◆ **Supplied data**:
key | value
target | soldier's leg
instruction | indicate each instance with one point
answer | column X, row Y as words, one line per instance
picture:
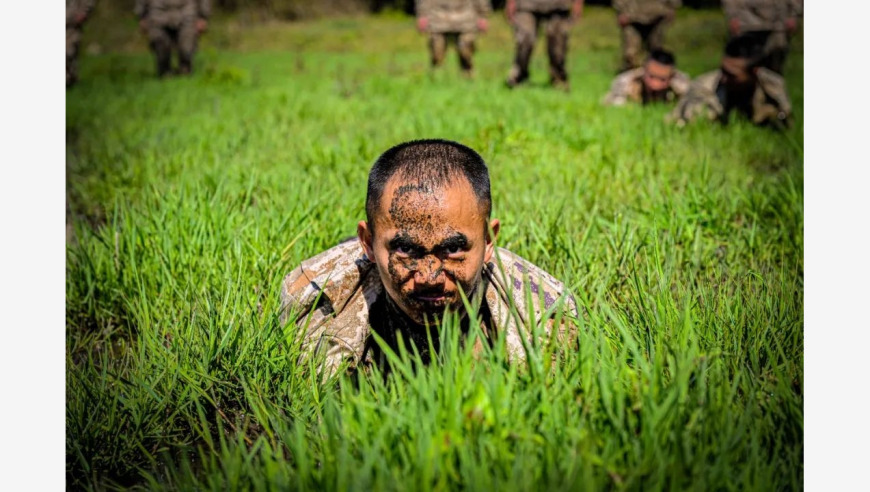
column 525, row 32
column 465, row 47
column 632, row 44
column 73, row 36
column 437, row 48
column 187, row 37
column 161, row 45
column 557, row 29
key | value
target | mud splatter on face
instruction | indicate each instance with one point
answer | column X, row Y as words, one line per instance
column 429, row 243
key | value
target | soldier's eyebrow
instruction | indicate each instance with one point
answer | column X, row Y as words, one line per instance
column 403, row 241
column 457, row 240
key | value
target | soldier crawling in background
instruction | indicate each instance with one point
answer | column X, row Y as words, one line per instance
column 557, row 17
column 77, row 12
column 643, row 24
column 769, row 23
column 740, row 84
column 657, row 80
column 456, row 21
column 173, row 24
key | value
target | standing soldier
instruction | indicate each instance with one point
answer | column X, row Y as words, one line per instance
column 643, row 25
column 77, row 12
column 768, row 22
column 173, row 24
column 557, row 17
column 456, row 21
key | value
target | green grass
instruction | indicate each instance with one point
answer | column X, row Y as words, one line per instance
column 189, row 199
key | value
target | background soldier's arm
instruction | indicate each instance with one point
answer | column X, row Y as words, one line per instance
column 424, row 8
column 620, row 6
column 483, row 8
column 617, row 95
column 795, row 8
column 732, row 8
column 204, row 9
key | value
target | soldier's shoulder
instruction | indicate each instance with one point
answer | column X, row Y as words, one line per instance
column 766, row 75
column 680, row 82
column 630, row 76
column 625, row 87
column 334, row 272
column 515, row 274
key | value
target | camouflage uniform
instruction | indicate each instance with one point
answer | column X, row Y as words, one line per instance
column 74, row 9
column 172, row 23
column 707, row 99
column 453, row 19
column 628, row 87
column 339, row 298
column 556, row 17
column 647, row 20
column 764, row 21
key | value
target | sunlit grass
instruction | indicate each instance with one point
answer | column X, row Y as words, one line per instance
column 189, row 199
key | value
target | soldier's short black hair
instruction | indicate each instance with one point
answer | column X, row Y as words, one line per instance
column 429, row 162
column 746, row 47
column 664, row 57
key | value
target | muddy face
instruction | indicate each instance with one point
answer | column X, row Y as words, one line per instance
column 428, row 243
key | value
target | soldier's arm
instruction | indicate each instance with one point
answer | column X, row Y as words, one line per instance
column 732, row 8
column 773, row 85
column 577, row 9
column 680, row 83
column 700, row 101
column 618, row 94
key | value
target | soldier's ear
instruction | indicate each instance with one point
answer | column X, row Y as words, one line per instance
column 364, row 233
column 491, row 236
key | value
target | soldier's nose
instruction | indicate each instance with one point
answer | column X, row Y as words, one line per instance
column 431, row 271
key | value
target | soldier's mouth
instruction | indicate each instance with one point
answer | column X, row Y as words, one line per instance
column 432, row 298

◆ **Problem to work on**: Quote the items verbatim from their first line through the line that contains "column 457, row 240", with both ends included. Leave the pictures out of your answer.

◆ **Worked answer**:
key | value
target | soldier's leg
instruction | indicate each instance with one point
answer | column X, row Y as words, one line per instance
picture:
column 525, row 32
column 465, row 47
column 632, row 44
column 73, row 36
column 437, row 48
column 187, row 37
column 161, row 45
column 557, row 29
key | value
target | mud splatter on face
instruction | indicate each instance with one point
answer | column X, row Y as words, one line per instance
column 429, row 243
key | value
target | soldier's eyebrow
instruction | indicate each instance with one point
answer | column X, row Y as words, one line per instance
column 403, row 241
column 457, row 240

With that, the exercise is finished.